— Source extract —
▶
# How do you force plants to stretch vertically?



## Soulkipper (Oct 8, 2014)

One of the plants fell out of the cup into soil and stretched on its own about 2-3x as tall before sprouting.. fighting for light possibly but it all went unnoticed.
Does partial darkness or weaker light make them stretch? Set amt of total darkness?
How do I force a plant or a number of plants to grow on my terms? I pretty much know how to do it horizontally through training techniques.
I think it might be the roots.. softer dirt / less water more oxygen.


----------



## Ninjabowler (Oct 8, 2014)

Ya, crap light will make them stretch early sprout (not enough light), having the light on one side will make them stretch (left or right), growing under a flower spectrum instead of veg lights will make them stretch. Also packing them really tightly together makes them fight for light and grow taller and less bushy. There. Theres a couple ways to make em your bitch. I like the hps way and packing them close together the best for tall.


----------



## SnapsProvolone (Oct 8, 2014)

Raising the light will make a plant stretch.
◀
— Listed records —
▶
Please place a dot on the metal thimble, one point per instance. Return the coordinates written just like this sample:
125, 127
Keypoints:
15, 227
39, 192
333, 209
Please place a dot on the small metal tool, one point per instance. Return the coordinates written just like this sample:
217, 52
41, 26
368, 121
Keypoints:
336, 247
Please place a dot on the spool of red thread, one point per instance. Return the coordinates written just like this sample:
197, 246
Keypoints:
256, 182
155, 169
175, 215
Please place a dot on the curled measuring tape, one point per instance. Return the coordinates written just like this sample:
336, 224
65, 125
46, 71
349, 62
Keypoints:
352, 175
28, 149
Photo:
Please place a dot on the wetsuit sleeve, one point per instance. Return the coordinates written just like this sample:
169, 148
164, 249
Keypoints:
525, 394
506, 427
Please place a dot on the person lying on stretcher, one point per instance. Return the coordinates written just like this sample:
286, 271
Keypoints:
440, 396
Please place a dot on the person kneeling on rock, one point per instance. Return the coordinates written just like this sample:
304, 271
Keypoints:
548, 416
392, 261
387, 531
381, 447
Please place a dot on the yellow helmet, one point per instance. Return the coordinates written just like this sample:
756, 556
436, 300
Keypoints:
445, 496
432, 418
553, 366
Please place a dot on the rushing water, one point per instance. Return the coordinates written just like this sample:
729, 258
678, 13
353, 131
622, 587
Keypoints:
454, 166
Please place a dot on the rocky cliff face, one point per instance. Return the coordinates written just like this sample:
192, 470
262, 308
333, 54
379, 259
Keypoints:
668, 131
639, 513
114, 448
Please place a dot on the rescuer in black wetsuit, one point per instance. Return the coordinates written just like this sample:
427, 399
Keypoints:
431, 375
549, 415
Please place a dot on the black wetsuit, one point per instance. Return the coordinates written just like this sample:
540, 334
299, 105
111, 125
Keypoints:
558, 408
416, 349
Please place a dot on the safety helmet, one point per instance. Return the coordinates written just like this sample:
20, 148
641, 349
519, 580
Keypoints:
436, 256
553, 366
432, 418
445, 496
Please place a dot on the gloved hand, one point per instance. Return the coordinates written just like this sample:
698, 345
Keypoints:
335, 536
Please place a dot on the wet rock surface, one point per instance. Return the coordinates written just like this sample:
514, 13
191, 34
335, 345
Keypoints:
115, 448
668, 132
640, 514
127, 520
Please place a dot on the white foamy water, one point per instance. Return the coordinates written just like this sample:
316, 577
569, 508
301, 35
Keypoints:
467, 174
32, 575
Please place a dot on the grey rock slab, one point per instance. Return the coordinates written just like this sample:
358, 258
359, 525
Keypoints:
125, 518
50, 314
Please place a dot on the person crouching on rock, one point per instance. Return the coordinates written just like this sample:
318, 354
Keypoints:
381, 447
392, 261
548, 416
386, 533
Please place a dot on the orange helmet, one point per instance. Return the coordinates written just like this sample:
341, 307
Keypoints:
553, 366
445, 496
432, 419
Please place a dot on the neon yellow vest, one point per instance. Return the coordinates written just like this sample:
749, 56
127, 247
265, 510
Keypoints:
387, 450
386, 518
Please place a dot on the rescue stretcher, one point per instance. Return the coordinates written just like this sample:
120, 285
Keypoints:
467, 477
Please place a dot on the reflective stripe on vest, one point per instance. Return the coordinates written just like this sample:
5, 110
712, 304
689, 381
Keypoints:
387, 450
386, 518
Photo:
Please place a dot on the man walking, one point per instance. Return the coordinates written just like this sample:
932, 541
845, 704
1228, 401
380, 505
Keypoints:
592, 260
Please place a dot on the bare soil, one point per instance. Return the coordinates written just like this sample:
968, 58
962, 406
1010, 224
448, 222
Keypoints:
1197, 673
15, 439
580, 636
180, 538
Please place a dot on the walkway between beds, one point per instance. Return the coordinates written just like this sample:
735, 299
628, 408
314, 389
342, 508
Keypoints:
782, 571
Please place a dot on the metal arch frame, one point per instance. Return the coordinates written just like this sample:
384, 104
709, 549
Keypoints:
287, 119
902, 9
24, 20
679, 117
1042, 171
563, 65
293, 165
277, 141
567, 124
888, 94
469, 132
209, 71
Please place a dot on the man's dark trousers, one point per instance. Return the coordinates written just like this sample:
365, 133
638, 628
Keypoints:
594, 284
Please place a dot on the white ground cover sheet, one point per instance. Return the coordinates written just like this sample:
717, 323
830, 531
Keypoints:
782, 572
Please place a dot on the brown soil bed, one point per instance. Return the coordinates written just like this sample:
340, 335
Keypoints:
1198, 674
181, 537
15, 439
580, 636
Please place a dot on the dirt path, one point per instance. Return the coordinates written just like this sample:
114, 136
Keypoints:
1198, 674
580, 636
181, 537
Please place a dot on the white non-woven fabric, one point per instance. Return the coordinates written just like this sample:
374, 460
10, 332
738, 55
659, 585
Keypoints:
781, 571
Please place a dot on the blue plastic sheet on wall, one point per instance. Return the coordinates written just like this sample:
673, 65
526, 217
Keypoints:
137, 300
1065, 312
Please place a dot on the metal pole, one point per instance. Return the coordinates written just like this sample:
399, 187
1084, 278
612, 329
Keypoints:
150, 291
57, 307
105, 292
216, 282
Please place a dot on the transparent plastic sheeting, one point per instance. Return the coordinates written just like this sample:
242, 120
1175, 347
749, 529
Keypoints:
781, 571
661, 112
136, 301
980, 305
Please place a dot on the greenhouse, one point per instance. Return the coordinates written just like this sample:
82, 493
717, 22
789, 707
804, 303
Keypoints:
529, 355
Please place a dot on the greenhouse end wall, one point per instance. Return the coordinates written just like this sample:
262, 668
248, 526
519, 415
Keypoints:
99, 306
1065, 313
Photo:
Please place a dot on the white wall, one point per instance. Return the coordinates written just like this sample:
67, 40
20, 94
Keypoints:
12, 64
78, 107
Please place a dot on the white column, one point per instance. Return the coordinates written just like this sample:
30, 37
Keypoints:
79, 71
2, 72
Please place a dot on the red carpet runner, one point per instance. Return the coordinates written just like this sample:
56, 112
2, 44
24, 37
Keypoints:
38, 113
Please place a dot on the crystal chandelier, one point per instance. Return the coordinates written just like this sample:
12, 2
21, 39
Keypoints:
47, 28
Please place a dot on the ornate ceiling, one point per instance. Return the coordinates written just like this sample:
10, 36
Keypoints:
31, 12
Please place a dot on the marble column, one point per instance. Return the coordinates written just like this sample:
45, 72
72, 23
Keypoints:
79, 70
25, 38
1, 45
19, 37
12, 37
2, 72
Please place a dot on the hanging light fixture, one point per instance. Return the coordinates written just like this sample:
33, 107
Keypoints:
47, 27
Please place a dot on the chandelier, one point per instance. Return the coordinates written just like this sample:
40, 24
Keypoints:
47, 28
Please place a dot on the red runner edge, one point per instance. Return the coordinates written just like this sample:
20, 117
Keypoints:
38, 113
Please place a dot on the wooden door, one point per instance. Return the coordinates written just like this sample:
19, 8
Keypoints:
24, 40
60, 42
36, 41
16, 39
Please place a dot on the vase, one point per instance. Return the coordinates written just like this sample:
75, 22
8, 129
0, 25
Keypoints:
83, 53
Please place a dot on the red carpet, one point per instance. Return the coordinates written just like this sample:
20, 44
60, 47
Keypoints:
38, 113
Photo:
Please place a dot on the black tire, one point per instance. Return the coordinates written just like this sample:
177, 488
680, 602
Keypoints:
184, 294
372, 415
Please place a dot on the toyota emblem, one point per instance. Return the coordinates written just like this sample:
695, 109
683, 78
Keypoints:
◀
— Directions —
[1] In the forum thread about making plants stretch vertically, which two methods does Ninjabowler say he likes best for tall plants?
[2] Write a continuation of the forum thread on making plants stretch vertically, picking up right after its last sentence.

— Answers for this exercise —
[1] The HPS way and packing the plants close together.

[2]
----------



## mrCRC420 (Oct 8, 2014)

Why do you want stretch? I heard on a YouTube video by some weed-science guy, that 13+ hours of light in the flowering phase will result in more stretching and root growth. More light in your 12/12 schedule (like 15on/9off) creates "Fall" conditions as opposed to "Winter", so the plant continues in "Semi-Veg" and grows taller, leafier, and rootier haha. That light schedule also creates a larger yield because there is more light-energy absorbed (as opposed to 12/12) - however, there is less dark/grow-time, so the harvest will take longer. Peace! GL!


----------



## PetFlora (Oct 8, 2014)

Adding red spectrum increases stretch. You could buy a couple Cree Warm White household led bulbs from HD

Better panels provide separate o/o switch for the reds, which a grower can use intermittently. The primary purpose is to engage once buds have set


----------



## GroErr (Oct 8, 2014)

I've been stretching mine by switching from 18/6 to 14/10 for 8-10 days before switching to 12/12, keeping the lights (LED's) higher than normal, like 24", significant extra stretch vs switching straight to 12/12. A side benefit of this is once they're switched to 12/12, buds show up within a couple of days.


----------



## Soulkipper (Oct 8, 2014)

I've got everything necessary to try all that stuff. will begin. thanks.


----------



## Sativied (Oct 8, 2014)

Increasing the DIF causes stretch beyond regular stem elongation. DIF is difference between day and night temp.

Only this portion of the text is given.